原文 >>
謝憐は花城が、自分のそんな過去を知ることを恐れていました。戚容のところで謝憐は「三郎の思っているような人間じゃない。美化しすぎてはいけない。幻影はいつかは消え去ってしまう。最後は失望するだろう」と言っているし、君吾に花城の前で過去のことを持ち出されそうになった時、非常に動揺しています。

 

戚容のところで花城は「誰が失望しようと関係ない。ある者にとっては、この世にその人が存在すること自体が希望なんだ」と返しています。謝憐が不意に花城に、過去の自分を見たことがあるかと尋ねた時、花城は謝憐が前に言った言葉「大事なのは’’どんな’’あなたかではなく、’’あなた’’そのものだ」と返しています。花城は、謝憐自身が大事なんだと、言葉で返すだけでなく、行動でも物語っています。花城があの黒武者だと分かった時、きっと謝憐にとってこれ以上の説得力はなかったと思います。

 

⑥世の中に終わらぬ宴席はない(出会いには必ず別れがある)

やるべきこと >> 謝憐と花城について述べた文章を、最後に示された見出しの後から書き継ぎなさい。

画像の境界ラベル付け項目
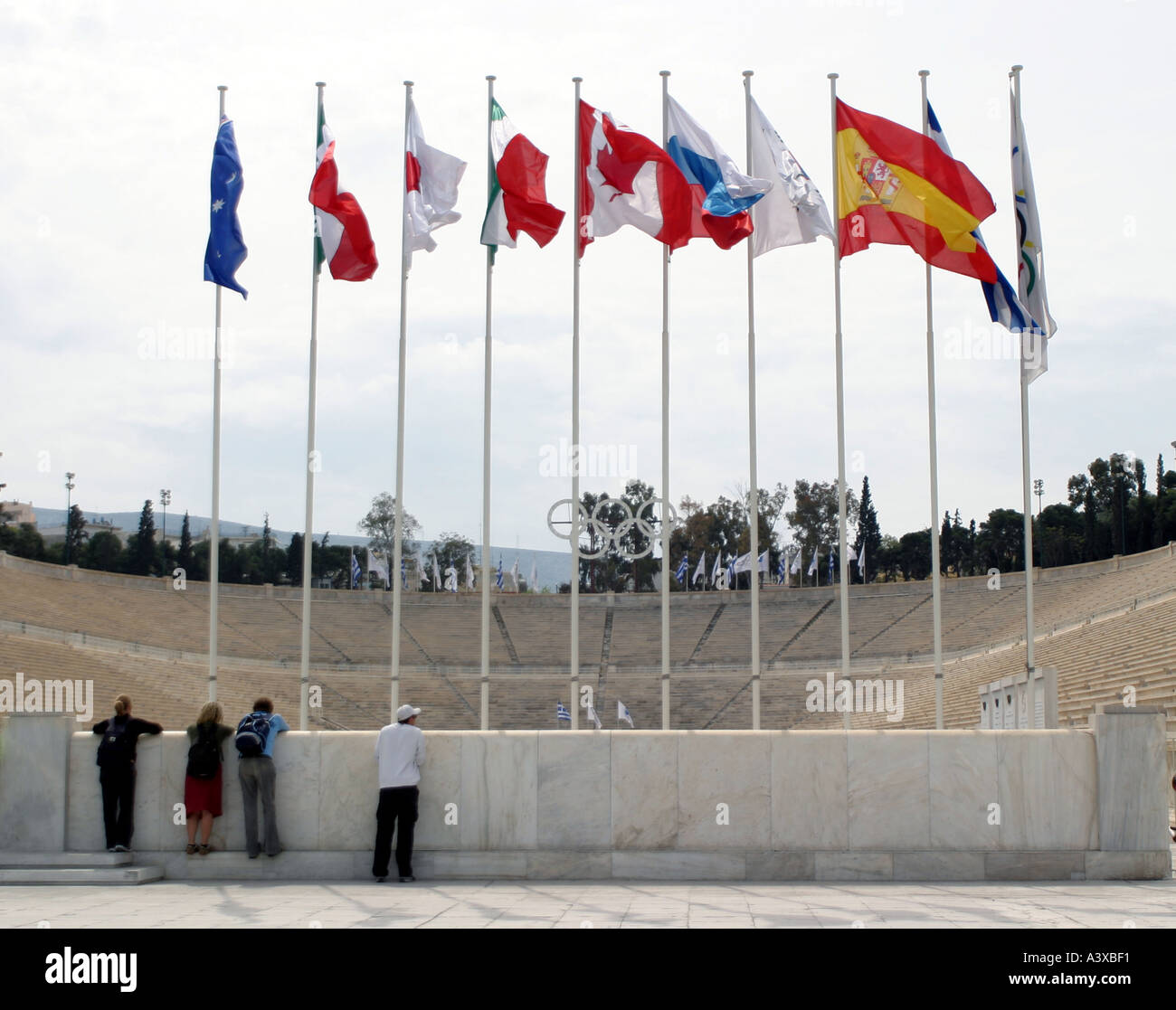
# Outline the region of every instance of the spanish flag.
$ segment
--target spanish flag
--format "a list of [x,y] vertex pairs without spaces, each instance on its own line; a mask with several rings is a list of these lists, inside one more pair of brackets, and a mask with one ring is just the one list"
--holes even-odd
[[996,265],[973,234],[996,210],[962,161],[928,136],[837,101],[841,255],[910,246],[933,267],[988,283]]

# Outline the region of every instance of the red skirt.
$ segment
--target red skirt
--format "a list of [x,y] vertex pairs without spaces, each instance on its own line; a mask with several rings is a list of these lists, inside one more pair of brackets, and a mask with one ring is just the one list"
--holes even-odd
[[183,809],[186,817],[199,817],[207,810],[213,817],[220,817],[221,807],[221,769],[223,763],[216,765],[216,775],[212,778],[193,778],[191,775],[183,777]]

解答 >>
謝憐は金箔のくだりで、子供の頃の自分は「集まるのは好きだけど、離れ離れになるのが好きではなかった」と振り返っていました。天界から追放されて生活が苦しかった時、ある日急に慕情が去ることになり、それは謝憐にとってきっと打撃が大きかったに違いがありません。謝憐は不意に、風信も去るのが怖くなり、ベルトを贈りました。それでも結果的に風信も去り、最後に両親も謝憐のそばを去ったのです。彼はもはや、何も失うものがないくらい、全てを失ったのです。永遠なんてものはない。なんでも去る時がやってくる。去るのが怖いものほどいつかは去るもの。謝憐はいつしかそう思うようになったのです。

 

花城は法力が尽きて謝憐の元から離れる時、「世の中に終わらぬ宴席はない。・・でも、僕は永遠にそばを離れない」と謝憐に言っています。前半の言葉は、謝憐が半月関の後、花城に、知り合って日数もないのにこんなに話して大丈夫かと尋ねられたときに、「世の中に終わらぬ宴席はない。縁に任せて言いたい時に言う」と答えたところからきています。

 

長い年月でいろんなものを失ってきて、それが当たり前になってしまった謝憐に対して、否定をすることなく、普通はそうかもしれないけれど ’’自分は他とは違う’’ ’’自分は何があっても離れない’’とはっきりと答えてあげたのです。人間の時は兵隊として、死んでからは鬼として、どんな時もそばにいたのです。これもまた、謝憐の心のわだかまりを見事に解いたのです。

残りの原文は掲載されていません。